Rewrite the lines of every item below as a single numbered list, leaving out the blank lines.

------------------------------

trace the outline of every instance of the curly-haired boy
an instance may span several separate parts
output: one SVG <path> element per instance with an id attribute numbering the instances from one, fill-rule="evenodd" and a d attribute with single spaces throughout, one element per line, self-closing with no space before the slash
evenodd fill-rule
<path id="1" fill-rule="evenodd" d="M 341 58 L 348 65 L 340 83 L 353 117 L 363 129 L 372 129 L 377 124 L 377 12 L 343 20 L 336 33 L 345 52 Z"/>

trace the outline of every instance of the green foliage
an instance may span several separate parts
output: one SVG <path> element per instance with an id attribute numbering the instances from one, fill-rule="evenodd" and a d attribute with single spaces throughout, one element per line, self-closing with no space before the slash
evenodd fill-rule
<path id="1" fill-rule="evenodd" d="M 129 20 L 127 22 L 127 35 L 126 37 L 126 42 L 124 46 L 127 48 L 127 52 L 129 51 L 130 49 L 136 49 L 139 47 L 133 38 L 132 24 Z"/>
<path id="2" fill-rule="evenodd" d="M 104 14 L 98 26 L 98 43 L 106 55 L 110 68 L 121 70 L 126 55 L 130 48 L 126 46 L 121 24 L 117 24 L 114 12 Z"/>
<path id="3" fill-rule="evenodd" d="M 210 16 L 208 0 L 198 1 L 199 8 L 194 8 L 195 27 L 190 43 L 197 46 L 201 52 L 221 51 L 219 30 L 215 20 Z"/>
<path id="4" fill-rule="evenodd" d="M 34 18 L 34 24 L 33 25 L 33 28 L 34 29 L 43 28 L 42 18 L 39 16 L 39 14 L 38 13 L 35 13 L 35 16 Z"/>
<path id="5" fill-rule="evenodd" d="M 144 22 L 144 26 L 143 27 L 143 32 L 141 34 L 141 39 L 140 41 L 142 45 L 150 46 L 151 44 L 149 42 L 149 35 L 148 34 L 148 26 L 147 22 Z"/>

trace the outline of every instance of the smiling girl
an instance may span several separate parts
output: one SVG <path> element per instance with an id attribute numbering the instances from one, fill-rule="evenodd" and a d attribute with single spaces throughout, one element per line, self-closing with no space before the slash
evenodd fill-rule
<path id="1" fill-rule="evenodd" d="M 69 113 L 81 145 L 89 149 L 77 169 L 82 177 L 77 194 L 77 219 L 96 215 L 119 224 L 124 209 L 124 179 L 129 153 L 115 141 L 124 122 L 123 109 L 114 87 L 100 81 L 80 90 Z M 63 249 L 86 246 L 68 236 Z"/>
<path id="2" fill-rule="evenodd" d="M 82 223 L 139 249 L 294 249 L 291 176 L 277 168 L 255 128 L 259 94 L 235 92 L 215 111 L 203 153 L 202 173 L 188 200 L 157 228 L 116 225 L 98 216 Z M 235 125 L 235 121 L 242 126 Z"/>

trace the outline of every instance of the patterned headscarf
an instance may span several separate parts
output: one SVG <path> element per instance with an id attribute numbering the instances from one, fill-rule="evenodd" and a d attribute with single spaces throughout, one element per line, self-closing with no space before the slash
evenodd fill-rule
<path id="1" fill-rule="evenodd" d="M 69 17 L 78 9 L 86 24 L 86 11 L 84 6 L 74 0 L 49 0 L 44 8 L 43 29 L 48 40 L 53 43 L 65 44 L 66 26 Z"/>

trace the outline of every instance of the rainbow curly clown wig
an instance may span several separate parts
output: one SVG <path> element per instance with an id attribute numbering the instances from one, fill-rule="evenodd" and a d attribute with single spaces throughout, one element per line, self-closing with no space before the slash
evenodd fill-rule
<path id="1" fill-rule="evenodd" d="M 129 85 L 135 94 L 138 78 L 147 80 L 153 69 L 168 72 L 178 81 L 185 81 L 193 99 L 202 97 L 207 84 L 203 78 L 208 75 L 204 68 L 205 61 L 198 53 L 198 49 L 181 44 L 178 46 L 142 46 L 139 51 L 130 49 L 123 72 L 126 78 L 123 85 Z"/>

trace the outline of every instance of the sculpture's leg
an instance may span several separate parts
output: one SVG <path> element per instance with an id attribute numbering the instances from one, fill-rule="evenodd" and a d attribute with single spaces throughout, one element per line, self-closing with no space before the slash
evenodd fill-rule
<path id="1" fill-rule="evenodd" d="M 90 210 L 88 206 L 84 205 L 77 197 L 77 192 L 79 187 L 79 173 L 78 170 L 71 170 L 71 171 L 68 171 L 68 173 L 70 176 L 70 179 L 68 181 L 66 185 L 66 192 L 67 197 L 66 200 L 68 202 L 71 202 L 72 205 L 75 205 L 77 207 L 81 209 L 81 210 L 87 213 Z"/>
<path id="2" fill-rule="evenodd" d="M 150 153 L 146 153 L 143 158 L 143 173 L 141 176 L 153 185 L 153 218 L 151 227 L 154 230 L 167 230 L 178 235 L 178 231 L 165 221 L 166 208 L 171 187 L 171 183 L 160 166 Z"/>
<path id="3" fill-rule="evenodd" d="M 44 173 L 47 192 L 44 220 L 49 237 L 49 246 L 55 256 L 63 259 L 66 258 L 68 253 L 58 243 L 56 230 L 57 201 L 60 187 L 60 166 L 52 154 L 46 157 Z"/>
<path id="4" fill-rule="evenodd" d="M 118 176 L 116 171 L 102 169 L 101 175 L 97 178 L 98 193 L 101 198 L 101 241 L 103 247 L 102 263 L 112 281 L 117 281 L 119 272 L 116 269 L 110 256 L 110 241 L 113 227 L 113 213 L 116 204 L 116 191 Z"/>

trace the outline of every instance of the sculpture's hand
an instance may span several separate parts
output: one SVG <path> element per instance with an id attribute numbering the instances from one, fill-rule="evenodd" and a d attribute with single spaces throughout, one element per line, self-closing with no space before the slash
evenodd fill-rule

------------------------------

_Exercise answer:_
1. trace the outline of every instance of the curly-haired boy
2. an instance may span several separate parts
3. output: one SVG <path> element per instance with an id attribute numbering the instances from one, fill-rule="evenodd" and a d attribute with single spaces throughout, one element per line, self-closing with no space before the slash
4. evenodd fill-rule
5. <path id="1" fill-rule="evenodd" d="M 341 58 L 348 65 L 340 83 L 353 117 L 363 129 L 372 129 L 377 124 L 377 12 L 343 20 L 336 33 L 345 52 Z"/>
6. trace the outline of every instance of the green foliage
7. an instance may span several separate parts
8. output: one SVG <path> element per instance with an id attribute numbering the instances from one, fill-rule="evenodd" and a d attribute with single spaces throughout, one element per line, self-closing with no space before the slash
9. evenodd fill-rule
10. <path id="1" fill-rule="evenodd" d="M 129 20 L 127 22 L 127 35 L 126 37 L 126 42 L 124 46 L 127 48 L 127 52 L 129 51 L 130 49 L 136 49 L 139 47 L 133 38 L 132 24 Z"/>
11. <path id="2" fill-rule="evenodd" d="M 104 14 L 98 26 L 98 43 L 106 55 L 110 68 L 121 70 L 126 55 L 130 48 L 126 46 L 121 24 L 117 24 L 114 12 Z"/>
12. <path id="3" fill-rule="evenodd" d="M 210 16 L 208 0 L 198 1 L 199 8 L 194 8 L 195 27 L 190 43 L 197 46 L 201 52 L 221 51 L 219 30 L 215 20 Z"/>
13. <path id="4" fill-rule="evenodd" d="M 34 18 L 34 24 L 33 25 L 33 28 L 34 29 L 43 28 L 42 18 L 39 16 L 39 14 L 38 13 L 35 13 L 35 16 Z"/>
14. <path id="5" fill-rule="evenodd" d="M 144 22 L 144 26 L 143 27 L 143 32 L 141 34 L 141 39 L 140 41 L 142 45 L 150 46 L 151 44 L 149 42 L 149 35 L 148 34 L 148 26 L 147 22 Z"/>
15. trace the outline of every instance of the smiling girl
16. an instance may span several separate parts
17. output: one SVG <path> element per instance with an id attribute numbering the instances from one, fill-rule="evenodd" and a d attribute with single spaces throughout, one element per line, self-closing with no space before the slash
18. evenodd fill-rule
19. <path id="1" fill-rule="evenodd" d="M 69 113 L 81 145 L 89 149 L 77 169 L 82 177 L 77 194 L 77 219 L 96 215 L 119 224 L 124 209 L 124 179 L 129 153 L 115 141 L 124 122 L 123 109 L 114 87 L 100 81 L 80 90 Z M 63 249 L 86 246 L 68 236 Z"/>
20. <path id="2" fill-rule="evenodd" d="M 82 223 L 139 249 L 294 249 L 291 176 L 277 168 L 255 128 L 259 94 L 235 92 L 215 111 L 203 153 L 202 173 L 188 200 L 157 228 L 116 225 L 98 216 Z M 235 125 L 235 121 L 242 126 Z"/>
21. trace the outline of every instance of the patterned headscarf
22. an instance may span several separate parts
23. output: one SVG <path> element per instance with an id attribute numbering the instances from one, fill-rule="evenodd" and a d attribute with single spaces throughout, one element per line, self-closing with no space before the slash
24. evenodd fill-rule
25. <path id="1" fill-rule="evenodd" d="M 69 17 L 78 9 L 86 24 L 86 11 L 84 6 L 74 0 L 49 0 L 44 8 L 43 29 L 48 40 L 53 43 L 65 44 L 66 26 Z"/>
26. trace the outline of every instance of the rainbow curly clown wig
27. an instance may span several separate parts
28. output: one SVG <path> element per instance with an id attribute numbering the instances from one, fill-rule="evenodd" and a d attribute with single spaces throughout, one element per line, self-closing with no space before the slash
29. evenodd fill-rule
30. <path id="1" fill-rule="evenodd" d="M 129 85 L 135 94 L 138 78 L 147 80 L 153 69 L 168 72 L 178 81 L 185 81 L 193 99 L 202 97 L 207 84 L 203 78 L 208 75 L 204 68 L 205 61 L 198 53 L 198 49 L 181 44 L 178 46 L 142 46 L 139 51 L 130 49 L 123 72 L 126 78 L 123 85 Z"/>
31. trace the outline of every instance of the sculpture's leg
32. an instance may span several separate parts
33. output: one SVG <path> element per instance with an id attribute numbering the instances from one, fill-rule="evenodd" and a d attribute with single spaces throughout, one element per line, self-closing with no space before the slash
34. evenodd fill-rule
35. <path id="1" fill-rule="evenodd" d="M 90 210 L 88 206 L 84 205 L 77 197 L 77 192 L 79 187 L 79 173 L 78 170 L 71 170 L 71 171 L 68 171 L 68 173 L 70 176 L 70 179 L 68 181 L 66 185 L 66 192 L 67 197 L 66 200 L 68 202 L 71 202 L 72 205 L 75 205 L 77 207 L 81 209 L 81 210 L 87 213 Z"/>
36. <path id="2" fill-rule="evenodd" d="M 150 153 L 146 153 L 143 158 L 143 173 L 141 176 L 153 185 L 153 218 L 151 227 L 154 230 L 167 230 L 178 235 L 178 231 L 165 221 L 166 208 L 171 187 L 171 183 L 160 166 Z"/>
37. <path id="3" fill-rule="evenodd" d="M 44 173 L 47 192 L 44 220 L 49 237 L 49 246 L 55 256 L 63 259 L 66 258 L 68 253 L 58 243 L 56 230 L 57 201 L 60 187 L 60 166 L 52 154 L 46 157 Z"/>
38. <path id="4" fill-rule="evenodd" d="M 118 176 L 116 171 L 102 169 L 101 175 L 97 178 L 98 193 L 101 198 L 101 241 L 103 247 L 102 263 L 112 281 L 117 281 L 119 272 L 116 269 L 110 256 L 110 241 L 113 227 L 113 213 L 116 204 L 116 191 Z"/>
39. trace the outline of every instance of the sculpture's hand
40. an instance may span several separate parts
41. output: one SVG <path> element per instance with an id attribute numbering the instances from one, fill-rule="evenodd" and a d attribute with single spaces throughout, one element per line, self-closing with no space before the slash
42. evenodd fill-rule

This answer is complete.